List of tasks:
A: Answer these questions from the bonsai text:
(i) How does Pressler compare the care bonsai need to the care pets need?
(ii) How long can bonsai live with appropriate care?
(iii) What kind of pots does the text recommend?
B: Please reproduce the bonsai text word for word from "Robert Pressler, owner" to "located throughout California.".

Document text:
▬▬▬

Tips for growing beautiful bonsai

Robert Pressler, owner of a bonsai and landscape nursery in the Los Angeles area, advises beginners to remember that bonsai is a living art form based on plant science and sound horticultural practices.

"When people ask me how much care bonsai require, I usually tell them more than a kitten, less than a puppy," he said. "Bonsai artists need patience and must provide ongoing attention to the trees."

With appropriate care, bonsai can live hundreds of years. Pressler's tips for beginning bonsai artists include:

  • Clubs: Join one of the many local bonsai clubs located throughout California.
  • Trees: It's often best to start with several inexpensive plants of different species that grow well in the local climate.
  • Tools: Buy the best you can afford, especially sharp shears or scissors.
  • Pots: Use shallow trays with large drain holes to prevent standing water and damage to tree roots.

▬▬▬

Source material:

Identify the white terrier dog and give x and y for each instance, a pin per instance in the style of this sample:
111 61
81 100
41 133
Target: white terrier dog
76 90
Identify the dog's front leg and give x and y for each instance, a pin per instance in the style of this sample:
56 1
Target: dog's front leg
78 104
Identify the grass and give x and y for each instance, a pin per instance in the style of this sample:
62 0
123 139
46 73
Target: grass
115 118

▬▬▬

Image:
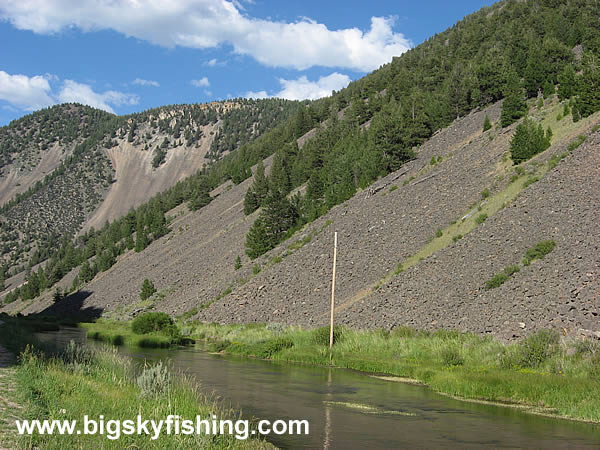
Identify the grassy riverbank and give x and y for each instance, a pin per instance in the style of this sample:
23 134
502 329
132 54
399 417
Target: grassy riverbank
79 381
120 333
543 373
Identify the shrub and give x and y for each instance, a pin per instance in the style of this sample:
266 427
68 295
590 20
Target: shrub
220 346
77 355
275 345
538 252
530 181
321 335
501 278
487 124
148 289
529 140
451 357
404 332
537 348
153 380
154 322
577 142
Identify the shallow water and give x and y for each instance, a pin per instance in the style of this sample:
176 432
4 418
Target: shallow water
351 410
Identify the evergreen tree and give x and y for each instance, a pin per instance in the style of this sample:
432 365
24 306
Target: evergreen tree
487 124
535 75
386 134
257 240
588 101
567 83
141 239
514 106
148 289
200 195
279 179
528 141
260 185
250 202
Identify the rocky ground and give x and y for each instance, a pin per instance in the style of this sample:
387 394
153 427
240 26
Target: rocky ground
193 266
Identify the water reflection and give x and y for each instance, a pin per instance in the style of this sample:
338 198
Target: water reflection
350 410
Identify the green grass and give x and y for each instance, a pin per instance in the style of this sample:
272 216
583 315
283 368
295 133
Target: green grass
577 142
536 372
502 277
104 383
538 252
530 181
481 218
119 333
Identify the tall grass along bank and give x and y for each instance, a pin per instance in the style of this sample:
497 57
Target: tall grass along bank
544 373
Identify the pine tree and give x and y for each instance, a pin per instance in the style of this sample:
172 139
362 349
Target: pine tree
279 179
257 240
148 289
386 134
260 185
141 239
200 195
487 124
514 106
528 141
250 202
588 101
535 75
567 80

▬▬▬

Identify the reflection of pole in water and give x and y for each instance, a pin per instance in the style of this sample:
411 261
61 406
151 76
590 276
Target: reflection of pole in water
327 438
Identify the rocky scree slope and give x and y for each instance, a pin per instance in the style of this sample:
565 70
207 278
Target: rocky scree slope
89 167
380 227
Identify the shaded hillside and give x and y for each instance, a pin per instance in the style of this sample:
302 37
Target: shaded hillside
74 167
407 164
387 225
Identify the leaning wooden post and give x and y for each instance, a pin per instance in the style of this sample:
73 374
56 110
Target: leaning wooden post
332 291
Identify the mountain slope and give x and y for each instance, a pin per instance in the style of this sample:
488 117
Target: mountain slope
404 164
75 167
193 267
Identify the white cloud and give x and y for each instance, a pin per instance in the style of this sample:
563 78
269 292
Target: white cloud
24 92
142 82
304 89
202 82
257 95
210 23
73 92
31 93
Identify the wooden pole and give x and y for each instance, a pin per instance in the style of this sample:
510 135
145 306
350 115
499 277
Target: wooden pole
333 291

▬▬▬

Answers for each item:
A:
(i) More than a kitten, less than a puppy.
(ii) Hundreds of years.
(iii) Shallow trays with large drain holes.

B:
Robert Pressler, owner of a bonsai and landscape nursery in the Los Angeles area, advises beginners to remember that bonsai is a living art form based on plant science and sound horticultural practices.

"When people ask me how much care bonsai require, I usually tell them more than a kitten, less than a puppy," he said. "Bonsai artists need patience and must provide ongoing attention to the trees."

With appropriate care, bonsai can live hundreds of years. Pressler's tips for beginning bonsai artists include:

  • Clubs: Join one of the many local bonsai clubs located throughout California.